Return the listing below word for word, from its first line up to and including the line with "pixel 27 43", and nothing after that.

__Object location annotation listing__

'''

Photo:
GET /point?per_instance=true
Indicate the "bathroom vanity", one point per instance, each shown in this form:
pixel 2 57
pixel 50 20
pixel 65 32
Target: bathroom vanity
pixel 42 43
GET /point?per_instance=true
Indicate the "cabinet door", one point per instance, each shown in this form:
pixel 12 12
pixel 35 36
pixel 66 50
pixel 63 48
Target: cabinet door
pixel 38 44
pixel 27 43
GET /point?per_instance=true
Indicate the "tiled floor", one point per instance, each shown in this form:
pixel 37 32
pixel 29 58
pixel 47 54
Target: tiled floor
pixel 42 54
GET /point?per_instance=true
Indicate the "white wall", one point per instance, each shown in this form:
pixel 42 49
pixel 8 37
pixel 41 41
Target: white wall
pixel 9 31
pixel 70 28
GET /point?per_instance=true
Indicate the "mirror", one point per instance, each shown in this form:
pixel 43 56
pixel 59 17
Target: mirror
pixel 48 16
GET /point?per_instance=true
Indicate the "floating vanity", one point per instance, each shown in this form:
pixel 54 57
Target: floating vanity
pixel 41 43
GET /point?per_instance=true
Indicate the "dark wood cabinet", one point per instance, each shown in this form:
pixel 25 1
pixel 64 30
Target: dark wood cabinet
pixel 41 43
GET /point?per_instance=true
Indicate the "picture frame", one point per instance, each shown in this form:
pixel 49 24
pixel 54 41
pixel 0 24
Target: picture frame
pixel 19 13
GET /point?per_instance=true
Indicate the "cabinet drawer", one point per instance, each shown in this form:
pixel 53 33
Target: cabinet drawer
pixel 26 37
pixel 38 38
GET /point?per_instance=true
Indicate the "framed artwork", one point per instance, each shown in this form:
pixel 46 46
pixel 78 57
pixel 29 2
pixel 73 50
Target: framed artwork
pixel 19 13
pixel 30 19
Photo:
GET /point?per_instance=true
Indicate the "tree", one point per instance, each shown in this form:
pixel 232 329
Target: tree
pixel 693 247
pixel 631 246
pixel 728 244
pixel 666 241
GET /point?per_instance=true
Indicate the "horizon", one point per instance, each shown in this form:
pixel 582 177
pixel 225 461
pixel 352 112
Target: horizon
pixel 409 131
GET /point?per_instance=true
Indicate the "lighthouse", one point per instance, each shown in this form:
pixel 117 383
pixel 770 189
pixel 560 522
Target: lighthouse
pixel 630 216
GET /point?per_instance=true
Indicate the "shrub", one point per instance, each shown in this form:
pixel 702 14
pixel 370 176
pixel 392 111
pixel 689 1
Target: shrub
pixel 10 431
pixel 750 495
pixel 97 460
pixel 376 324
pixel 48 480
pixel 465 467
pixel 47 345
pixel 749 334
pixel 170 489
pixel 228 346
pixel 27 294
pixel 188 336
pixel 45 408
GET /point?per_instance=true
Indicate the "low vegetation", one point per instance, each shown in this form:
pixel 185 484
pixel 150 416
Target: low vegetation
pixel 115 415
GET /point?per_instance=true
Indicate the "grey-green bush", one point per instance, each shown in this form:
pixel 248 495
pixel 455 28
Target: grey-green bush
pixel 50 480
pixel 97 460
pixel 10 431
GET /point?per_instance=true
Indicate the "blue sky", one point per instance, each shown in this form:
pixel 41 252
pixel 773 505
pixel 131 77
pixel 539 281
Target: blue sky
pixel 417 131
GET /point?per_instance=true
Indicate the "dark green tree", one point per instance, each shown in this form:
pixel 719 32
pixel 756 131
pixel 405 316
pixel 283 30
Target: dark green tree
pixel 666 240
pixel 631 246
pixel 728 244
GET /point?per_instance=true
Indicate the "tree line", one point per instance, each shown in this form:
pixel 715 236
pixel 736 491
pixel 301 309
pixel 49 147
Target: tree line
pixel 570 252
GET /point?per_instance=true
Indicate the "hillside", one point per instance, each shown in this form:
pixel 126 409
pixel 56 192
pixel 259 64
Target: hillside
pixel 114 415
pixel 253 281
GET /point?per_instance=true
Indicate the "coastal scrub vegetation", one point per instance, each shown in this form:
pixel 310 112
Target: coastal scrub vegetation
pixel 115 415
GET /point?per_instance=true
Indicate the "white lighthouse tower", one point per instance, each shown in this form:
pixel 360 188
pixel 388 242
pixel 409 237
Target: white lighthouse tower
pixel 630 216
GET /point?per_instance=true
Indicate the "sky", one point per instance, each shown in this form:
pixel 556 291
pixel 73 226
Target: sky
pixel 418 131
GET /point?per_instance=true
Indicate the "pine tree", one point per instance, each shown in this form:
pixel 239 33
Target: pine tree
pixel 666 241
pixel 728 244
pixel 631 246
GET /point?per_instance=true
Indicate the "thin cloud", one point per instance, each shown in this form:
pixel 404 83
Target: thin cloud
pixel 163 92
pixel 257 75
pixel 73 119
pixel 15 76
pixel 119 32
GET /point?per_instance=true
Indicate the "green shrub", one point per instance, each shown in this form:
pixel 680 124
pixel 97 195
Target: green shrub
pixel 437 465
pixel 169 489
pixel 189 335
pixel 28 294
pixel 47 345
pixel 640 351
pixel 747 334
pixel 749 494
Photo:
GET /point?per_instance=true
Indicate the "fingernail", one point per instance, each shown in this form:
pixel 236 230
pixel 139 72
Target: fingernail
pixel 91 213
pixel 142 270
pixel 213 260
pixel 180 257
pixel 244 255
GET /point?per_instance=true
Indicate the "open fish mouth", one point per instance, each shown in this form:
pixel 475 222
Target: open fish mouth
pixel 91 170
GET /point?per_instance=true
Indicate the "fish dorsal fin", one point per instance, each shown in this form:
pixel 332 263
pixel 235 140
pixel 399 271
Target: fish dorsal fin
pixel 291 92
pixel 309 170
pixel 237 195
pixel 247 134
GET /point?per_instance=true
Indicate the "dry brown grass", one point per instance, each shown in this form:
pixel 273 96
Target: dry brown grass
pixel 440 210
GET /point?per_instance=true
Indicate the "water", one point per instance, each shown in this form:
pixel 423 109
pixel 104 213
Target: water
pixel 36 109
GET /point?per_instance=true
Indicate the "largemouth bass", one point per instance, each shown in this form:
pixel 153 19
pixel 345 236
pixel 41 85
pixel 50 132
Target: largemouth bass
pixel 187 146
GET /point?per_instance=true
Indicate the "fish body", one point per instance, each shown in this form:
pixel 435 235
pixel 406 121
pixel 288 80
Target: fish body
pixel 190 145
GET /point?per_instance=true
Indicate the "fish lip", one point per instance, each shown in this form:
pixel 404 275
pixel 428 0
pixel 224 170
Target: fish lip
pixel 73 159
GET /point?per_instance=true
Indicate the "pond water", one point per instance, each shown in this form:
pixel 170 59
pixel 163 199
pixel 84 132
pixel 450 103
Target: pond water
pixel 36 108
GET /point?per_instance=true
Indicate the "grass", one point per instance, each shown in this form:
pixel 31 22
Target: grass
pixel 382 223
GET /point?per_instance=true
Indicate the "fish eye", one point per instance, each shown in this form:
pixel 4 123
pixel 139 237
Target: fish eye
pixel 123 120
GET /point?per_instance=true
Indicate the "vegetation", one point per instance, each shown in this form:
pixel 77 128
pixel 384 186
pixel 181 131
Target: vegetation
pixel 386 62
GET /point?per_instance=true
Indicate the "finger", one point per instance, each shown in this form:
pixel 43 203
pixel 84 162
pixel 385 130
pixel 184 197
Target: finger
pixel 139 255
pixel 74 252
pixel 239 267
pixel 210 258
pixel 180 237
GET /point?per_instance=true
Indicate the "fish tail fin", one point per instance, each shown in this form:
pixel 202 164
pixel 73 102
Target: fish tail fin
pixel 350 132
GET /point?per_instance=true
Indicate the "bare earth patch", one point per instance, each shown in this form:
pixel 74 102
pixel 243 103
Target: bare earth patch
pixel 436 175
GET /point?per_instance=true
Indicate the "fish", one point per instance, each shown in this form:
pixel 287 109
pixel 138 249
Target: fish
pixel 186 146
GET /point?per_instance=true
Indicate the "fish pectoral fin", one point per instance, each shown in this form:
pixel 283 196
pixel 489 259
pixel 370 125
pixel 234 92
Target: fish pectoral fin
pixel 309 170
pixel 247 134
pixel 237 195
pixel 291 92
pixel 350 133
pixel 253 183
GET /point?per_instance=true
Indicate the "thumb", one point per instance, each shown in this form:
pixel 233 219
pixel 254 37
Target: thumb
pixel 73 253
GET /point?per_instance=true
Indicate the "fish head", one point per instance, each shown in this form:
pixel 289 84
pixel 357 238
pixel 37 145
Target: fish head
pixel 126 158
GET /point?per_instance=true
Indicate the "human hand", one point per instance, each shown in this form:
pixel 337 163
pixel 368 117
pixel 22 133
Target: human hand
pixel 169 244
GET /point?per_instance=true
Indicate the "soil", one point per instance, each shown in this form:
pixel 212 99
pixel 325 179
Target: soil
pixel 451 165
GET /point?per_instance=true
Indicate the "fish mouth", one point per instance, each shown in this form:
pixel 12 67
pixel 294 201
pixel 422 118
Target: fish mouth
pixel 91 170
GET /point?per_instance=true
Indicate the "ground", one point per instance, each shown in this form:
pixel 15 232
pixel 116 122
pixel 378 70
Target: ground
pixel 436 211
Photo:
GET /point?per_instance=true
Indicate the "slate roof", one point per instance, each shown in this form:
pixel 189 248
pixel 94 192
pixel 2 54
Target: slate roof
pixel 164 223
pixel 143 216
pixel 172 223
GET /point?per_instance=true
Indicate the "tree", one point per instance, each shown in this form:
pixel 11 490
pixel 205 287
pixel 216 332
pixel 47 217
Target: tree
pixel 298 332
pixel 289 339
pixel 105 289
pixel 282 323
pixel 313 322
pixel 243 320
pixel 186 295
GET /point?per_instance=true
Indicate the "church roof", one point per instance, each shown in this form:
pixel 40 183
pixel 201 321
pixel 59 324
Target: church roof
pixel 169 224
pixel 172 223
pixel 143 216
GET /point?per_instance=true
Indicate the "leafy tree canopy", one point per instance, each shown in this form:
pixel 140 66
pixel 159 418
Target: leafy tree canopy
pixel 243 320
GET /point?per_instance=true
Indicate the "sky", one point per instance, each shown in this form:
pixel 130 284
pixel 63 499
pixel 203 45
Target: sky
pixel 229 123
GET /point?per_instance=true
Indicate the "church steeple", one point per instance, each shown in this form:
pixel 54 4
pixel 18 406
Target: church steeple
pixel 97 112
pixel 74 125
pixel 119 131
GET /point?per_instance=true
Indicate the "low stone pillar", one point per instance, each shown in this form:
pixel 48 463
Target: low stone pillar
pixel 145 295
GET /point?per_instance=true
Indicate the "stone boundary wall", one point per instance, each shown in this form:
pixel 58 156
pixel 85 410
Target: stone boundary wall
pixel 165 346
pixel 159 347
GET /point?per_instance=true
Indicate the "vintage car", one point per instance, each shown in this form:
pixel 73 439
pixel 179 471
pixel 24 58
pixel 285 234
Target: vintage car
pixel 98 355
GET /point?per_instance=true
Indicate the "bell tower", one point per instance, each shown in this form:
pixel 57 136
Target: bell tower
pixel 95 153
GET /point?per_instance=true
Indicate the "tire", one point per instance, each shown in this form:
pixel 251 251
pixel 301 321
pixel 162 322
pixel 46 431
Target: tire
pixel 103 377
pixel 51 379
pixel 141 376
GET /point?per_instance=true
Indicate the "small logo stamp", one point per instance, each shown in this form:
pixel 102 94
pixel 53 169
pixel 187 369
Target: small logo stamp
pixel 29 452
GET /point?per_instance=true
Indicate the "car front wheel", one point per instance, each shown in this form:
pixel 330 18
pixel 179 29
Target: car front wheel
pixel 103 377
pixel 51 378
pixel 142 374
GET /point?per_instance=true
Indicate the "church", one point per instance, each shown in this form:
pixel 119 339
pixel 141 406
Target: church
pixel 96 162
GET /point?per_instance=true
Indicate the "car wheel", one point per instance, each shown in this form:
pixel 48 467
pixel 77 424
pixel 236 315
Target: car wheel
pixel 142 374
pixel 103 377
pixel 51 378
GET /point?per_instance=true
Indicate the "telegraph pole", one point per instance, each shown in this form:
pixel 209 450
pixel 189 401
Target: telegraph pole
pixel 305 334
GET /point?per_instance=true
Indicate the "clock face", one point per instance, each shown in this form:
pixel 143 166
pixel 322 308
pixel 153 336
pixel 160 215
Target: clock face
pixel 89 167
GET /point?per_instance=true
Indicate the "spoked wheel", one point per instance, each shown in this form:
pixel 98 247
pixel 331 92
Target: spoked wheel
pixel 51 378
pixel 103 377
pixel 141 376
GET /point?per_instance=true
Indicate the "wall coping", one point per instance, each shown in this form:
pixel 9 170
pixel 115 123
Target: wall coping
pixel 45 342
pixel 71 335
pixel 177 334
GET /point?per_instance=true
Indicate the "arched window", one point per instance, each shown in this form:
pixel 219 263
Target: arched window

'''

__EXPECTED OUTPUT__
Photo:
GET /point?per_instance=true
Indicate the "bathroom vanity", one point per instance, each shown in this form:
pixel 2 57
pixel 50 20
pixel 65 32
Target: bathroom vanity
pixel 42 43
GET /point?per_instance=true
Indicate the "cabinet door", one point per instance, each shown in this form:
pixel 12 12
pixel 35 36
pixel 66 50
pixel 63 48
Target: cabinet door
pixel 38 44
pixel 27 43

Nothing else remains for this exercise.